Embedding Python in my App Part I An Unexpected Journey

Boost Python is pretty awesome.  It’s a way to wire up your C++ code to Python without having to go all the way into the fairly low level Python C API.  I have been working on a C++ application using Qt, and I wanted to embed Python in the app to allow user scripting.  There’s a lot I could write about that, but I’m lazy, so maybe some of the subtleties of allowing users to script your app will wind up in another post.

I looked at a few alternatives to Boost before I settled on it.  Since I am working on a Qt app, I looked at PyQt and PySide and how they do things first.  Both of them are bindings for the whole Qt framework with a bunch of UI and miscellaneous stuff, but also have systems for wrapping that stuff which you can use for your own code and classes.  Exposing Qt to my users would have been pretty neat, so they could build their own UI’s, or talk to databases or network services with the Qt classes pretty much “for free.”  PyQt licensing is a bit tricky, and I’m not certain if my app will eventually be a commercial product, so I didn’t want to deal with the complexities.  On a personal project like this one, sometimes laziness is the best way forward.  That said, it works well, and the license cost is not at all unreasonable.  If I had a boss on this project who handed me PyQt as the way forward, I probably would have been able to make it work.  PySide is similar to PyQt.  Instead of being managed by a third party like PyQt, PySide is developed in-house by the maintainers of Qt, Nokia erm I mean Digia.  Nope, I think it’s the Qt Company for the moment.  That said, I need Qt 5.4 support, and PySide seems to have gotten of given up at Qt 4.x.  There may be some work maintaining it someplace that I am not looking, but the official release doesn’t seem to be very current.  They also don’t support Python 3, which I want to support going forward.  My current build is done with Python 2.7, but I’d rather support it from the get-go than have a big panic when I decide I can’t possibly live without the latest greatest python next month.  Shiboken, the wrapper generator used with PySide is also terribly documented.  In theory it supports doing your own stuff without involving PySide, but finding a simple guide to doing it was frustrating, and I had no idea what I was doing.

Data listing
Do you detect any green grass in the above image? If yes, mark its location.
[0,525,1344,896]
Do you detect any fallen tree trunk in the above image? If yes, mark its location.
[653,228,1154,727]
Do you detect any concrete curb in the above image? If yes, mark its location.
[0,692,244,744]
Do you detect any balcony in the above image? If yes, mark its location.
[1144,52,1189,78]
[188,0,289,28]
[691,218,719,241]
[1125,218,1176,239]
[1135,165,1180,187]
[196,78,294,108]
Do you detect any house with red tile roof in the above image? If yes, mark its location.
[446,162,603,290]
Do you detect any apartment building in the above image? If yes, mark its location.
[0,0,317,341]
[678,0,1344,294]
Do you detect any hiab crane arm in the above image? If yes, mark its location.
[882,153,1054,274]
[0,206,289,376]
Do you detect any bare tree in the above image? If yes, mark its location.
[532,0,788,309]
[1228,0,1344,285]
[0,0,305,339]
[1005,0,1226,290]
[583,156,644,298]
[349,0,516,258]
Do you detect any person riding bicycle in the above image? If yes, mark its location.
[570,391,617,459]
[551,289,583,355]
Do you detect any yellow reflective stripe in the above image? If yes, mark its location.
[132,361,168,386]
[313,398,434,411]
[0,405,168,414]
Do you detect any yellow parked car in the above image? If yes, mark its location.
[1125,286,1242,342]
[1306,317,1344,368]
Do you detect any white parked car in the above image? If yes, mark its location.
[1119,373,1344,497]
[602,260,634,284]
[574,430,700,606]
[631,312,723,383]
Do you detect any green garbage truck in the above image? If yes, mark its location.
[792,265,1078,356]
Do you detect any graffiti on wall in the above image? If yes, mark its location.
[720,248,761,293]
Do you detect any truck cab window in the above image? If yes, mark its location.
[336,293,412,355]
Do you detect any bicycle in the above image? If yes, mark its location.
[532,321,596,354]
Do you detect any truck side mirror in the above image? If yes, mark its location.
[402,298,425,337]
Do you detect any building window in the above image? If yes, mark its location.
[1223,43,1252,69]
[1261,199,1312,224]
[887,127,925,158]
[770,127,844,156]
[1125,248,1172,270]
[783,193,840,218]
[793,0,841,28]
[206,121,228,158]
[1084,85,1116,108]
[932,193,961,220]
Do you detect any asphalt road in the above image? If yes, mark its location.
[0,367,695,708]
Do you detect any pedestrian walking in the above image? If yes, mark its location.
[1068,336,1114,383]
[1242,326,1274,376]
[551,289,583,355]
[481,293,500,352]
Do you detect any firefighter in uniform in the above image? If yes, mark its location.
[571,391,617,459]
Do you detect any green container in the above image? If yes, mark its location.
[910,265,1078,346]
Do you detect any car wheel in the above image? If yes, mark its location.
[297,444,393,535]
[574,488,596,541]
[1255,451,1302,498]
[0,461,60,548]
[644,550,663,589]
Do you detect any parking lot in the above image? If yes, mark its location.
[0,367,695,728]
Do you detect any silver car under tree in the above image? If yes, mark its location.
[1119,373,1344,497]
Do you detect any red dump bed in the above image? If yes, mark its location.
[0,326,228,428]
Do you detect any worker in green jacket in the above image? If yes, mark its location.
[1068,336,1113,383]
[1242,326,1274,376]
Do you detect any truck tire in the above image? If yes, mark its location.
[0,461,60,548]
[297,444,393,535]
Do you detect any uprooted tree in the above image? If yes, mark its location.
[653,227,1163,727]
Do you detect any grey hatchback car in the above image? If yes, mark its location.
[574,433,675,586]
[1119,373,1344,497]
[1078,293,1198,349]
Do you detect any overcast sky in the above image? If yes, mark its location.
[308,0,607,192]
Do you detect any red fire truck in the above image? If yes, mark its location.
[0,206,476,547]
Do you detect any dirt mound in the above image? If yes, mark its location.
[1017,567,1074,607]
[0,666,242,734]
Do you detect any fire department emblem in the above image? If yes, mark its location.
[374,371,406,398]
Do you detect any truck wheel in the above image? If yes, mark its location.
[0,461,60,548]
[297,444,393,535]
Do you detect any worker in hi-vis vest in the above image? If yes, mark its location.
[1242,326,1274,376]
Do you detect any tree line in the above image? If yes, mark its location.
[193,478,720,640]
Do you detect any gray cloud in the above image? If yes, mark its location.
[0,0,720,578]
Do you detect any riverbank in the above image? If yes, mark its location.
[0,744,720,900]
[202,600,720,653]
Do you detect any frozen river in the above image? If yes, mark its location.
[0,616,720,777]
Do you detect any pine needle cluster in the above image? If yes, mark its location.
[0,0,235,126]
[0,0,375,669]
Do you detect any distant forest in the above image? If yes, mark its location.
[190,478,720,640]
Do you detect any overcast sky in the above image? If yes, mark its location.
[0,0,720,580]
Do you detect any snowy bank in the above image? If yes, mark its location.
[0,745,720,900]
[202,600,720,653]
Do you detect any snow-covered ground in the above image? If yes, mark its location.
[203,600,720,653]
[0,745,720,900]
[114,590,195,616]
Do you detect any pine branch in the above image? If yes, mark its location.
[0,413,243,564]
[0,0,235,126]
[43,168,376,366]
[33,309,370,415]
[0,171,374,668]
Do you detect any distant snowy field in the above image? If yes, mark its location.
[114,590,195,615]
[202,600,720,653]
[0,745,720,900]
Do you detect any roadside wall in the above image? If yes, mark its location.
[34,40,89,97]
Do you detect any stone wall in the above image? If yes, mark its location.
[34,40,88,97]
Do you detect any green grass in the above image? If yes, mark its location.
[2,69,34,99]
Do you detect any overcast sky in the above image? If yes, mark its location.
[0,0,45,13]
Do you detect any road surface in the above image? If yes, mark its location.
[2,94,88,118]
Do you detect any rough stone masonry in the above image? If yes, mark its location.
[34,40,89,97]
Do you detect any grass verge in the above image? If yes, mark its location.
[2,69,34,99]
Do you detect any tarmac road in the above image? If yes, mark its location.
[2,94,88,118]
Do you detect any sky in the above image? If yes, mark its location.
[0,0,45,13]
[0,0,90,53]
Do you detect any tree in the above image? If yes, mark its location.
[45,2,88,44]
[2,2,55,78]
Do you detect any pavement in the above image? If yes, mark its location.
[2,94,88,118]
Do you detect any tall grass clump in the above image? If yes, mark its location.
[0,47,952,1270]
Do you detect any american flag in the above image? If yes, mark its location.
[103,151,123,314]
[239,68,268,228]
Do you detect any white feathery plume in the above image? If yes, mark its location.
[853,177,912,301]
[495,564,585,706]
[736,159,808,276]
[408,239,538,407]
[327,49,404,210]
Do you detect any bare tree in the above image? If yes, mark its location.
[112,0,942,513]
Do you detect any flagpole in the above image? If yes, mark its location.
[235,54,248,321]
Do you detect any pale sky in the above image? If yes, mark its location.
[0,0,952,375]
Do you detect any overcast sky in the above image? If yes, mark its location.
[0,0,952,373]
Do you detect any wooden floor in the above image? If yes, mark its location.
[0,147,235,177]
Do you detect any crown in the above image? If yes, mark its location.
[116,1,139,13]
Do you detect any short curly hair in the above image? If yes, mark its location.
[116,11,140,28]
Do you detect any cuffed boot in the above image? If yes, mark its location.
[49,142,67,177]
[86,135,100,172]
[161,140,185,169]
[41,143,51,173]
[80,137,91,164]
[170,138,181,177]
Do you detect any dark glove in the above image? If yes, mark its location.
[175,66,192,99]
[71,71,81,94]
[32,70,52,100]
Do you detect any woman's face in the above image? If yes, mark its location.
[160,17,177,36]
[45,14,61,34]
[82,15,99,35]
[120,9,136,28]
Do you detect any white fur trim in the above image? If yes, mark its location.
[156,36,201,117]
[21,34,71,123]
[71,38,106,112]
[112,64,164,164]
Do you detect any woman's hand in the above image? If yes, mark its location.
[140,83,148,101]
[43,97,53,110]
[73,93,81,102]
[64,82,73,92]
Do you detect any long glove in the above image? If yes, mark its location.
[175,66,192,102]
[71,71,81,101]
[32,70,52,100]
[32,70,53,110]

TASK LIST:
A) In the post about embedding Python in a Qt application, which Python version is the author's current build done with?
B) Pick up the post about embedding Python in a Qt application right after its final sentence and write the next paragraph in the same voice.

RESULTS FOR THE EXERCISE:
A) Python 2.7.

B)
I tried SWIG, but it hates namespaces.  Dealing with it in a real live modern-ish C++ code base proved to be really annoying.  I could wrap simple classes, but wrapping QObject derived classes spread across multiple modules in different namespaces using SWIG proved to be remarkably similar to bashing my face against the mouth of an angry lion.  It’s not that it can’t be done, but you’ll frequently find your face being ripped off if you do.  Also, SWIG is very much targeted toward making Python modules, rather than embedding python.  While I did make simple Python modules in my experiments, I never did manage to get it embedded in my app properly.

Which brings me to Boost Python.  It builds as a part of my existing code, so it works fine with whatever my real app is.  On the other hand, while SWIG and Shiboken are generators for the binding, Boost requires me to actively expose stuff by hand.  I would have much preferred to have my Python bindings ‘just work’ which is basically impossible with Boost.  In an ideal world, I’d just write doxygen comments in my header files, run a generator, and magically have a fully documented, working Python API for my app.  Oh well.  Programming sucks, and you have to do work to make the program that you want.  I’ll dig more into the nitty gritty of using Boost.Python in my next post, now that I have established the rationale for using it that led me down that path.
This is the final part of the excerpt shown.